◆ To be done: Present every line of the entries below as a numbered list, leaving out any blank lines.
================================
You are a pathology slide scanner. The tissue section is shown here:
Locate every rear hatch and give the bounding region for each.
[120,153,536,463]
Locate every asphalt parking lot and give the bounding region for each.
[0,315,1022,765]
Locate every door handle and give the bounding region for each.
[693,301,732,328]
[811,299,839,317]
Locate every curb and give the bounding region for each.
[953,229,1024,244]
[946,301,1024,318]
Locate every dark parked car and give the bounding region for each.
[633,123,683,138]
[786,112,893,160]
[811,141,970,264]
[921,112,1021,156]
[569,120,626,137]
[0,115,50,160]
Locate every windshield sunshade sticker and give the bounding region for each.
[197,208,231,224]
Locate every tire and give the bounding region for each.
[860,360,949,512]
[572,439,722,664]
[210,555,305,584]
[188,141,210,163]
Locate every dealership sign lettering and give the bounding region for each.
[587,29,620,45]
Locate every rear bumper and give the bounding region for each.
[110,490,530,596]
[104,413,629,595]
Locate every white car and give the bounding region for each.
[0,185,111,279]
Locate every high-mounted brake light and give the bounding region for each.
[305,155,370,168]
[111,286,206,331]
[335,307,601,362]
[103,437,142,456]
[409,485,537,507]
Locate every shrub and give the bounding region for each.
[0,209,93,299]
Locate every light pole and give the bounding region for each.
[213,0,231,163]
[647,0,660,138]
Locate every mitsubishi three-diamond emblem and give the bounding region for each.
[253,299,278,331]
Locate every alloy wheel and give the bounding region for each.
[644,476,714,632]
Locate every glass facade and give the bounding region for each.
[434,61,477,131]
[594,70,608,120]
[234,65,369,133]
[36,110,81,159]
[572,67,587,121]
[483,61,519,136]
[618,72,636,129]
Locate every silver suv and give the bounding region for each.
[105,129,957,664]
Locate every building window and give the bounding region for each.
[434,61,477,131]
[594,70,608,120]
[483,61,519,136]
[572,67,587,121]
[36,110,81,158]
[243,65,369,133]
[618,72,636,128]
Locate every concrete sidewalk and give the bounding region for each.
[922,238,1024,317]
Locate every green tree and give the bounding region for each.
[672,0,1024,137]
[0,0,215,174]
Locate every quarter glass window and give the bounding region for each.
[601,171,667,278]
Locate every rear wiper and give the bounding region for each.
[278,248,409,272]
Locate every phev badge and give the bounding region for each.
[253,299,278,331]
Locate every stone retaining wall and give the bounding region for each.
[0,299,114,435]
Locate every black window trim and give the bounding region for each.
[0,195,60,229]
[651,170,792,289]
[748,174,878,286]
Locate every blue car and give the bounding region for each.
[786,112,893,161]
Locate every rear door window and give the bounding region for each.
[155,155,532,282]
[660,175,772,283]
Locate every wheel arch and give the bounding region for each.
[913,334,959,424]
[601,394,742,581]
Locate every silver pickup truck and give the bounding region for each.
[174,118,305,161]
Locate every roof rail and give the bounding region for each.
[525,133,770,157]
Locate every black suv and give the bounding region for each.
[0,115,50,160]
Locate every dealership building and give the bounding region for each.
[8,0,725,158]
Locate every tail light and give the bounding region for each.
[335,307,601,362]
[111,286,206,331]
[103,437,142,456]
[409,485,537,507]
================================
◆ Exercise output:
1. You are a pathology slide scanner. The tissue section is shown here:
2. Locate every rear hatch and give the bounding region for each.
3. [120,153,536,463]
4. Locate every asphalt parking lot and give the bounding region for each.
5. [0,315,1022,765]
6. Locate every door handle and give the bounding region for each.
7. [693,301,732,328]
8. [811,299,839,317]
9. Locate every curb and give the bounding region for each.
10. [953,229,1024,244]
11. [946,301,1024,318]
12. Locate every dark parked car and give the bounding region for each.
13. [633,123,683,138]
14. [786,112,893,160]
15. [811,141,970,264]
16. [921,112,1021,156]
17. [569,120,626,137]
18. [0,115,50,160]
19. Locate every windshield sunshade sticker and give the bounding region for each.
20. [197,208,231,224]
21. Locate every tire and give the bounding region for each.
22. [860,360,949,512]
23. [572,439,722,664]
24. [210,555,305,584]
25. [188,141,210,163]
26. Locate every dealership sign lettering and give the bounding region for each.
27. [587,29,620,45]
28. Locate every rear bumper and give the bounding region for each.
29. [110,490,530,596]
30. [104,413,629,595]
31. Locate every white car and give the bounding region for each.
32. [0,185,111,279]
33. Locate every high-mounted brake light and give the bounding region for each.
34. [305,155,370,168]
35. [111,286,206,331]
36. [335,307,601,362]
37. [103,437,142,456]
38. [409,485,537,507]
39. Locate every shrub and give the bounding region for each.
40. [0,209,93,299]
41. Locate every light pole and give the bounding region for each.
42. [213,0,231,163]
43. [647,0,660,138]
44. Locate every mitsubishi three-diamond emblem and give the bounding region for each.
45. [253,299,278,331]
46. Locate every alloy wheel and give the bounding region for each.
47. [644,476,714,632]
48. Locate every glass facade and give the bounding region for each.
49. [434,61,477,131]
50. [594,70,608,120]
51. [234,65,369,133]
52. [36,110,81,159]
53. [572,67,587,121]
54. [483,61,519,136]
55. [618,72,636,129]
56. Locate every silver suv and give the bounding region for each.
57. [105,129,957,664]
58. Locate every building window and give the bounding region for each.
59. [434,61,477,131]
60. [594,70,608,120]
61. [483,61,519,136]
62. [572,67,587,121]
63. [36,110,81,158]
64. [243,65,369,133]
65. [618,72,636,128]
66. Locate every concrete sidewalk and give the bounding region for each.
67. [922,238,1024,317]
68. Locate every green tree and give the bounding region for each.
69. [672,0,1024,137]
70. [0,0,215,174]
71. Locate every quarter glass window and give the bounding region for each.
72. [601,171,667,278]
73. Locate every rear wiper and give the bounding region for each.
74. [278,248,409,272]
75. Locate every phev badge and give the bounding region for each.
76. [253,299,278,331]
77. Locate every stone retaining wall and give the bounding region for each.
78. [0,299,114,435]
79. Locate every black window trim and give the bounding region for each.
80. [0,195,60,229]
81. [651,170,792,289]
82. [748,174,878,286]
83. Locate every blue car and give the bounding region for each.
84. [786,112,893,161]
85. Locate every rear door window and give the bounding region for each.
86. [155,155,532,282]
87. [660,175,772,283]
88. Locate every wheel arch and give the bounding region for each.
89. [913,334,959,424]
90. [601,394,742,581]
91. Locate every silver pickup truck and give the bounding region for each.
92. [174,118,305,161]
93. Locate every roof rail and give the bounding region for each.
94. [525,133,770,157]
95. Locate every black suv and give the bounding region for each.
96. [0,115,50,160]
97. Locate every dealership building and give the bounding region for each.
98. [8,0,725,158]
99. Locate every tail light and give the bounding region for each.
100. [335,307,601,362]
101. [111,286,206,331]
102. [103,437,142,456]
103. [409,485,537,507]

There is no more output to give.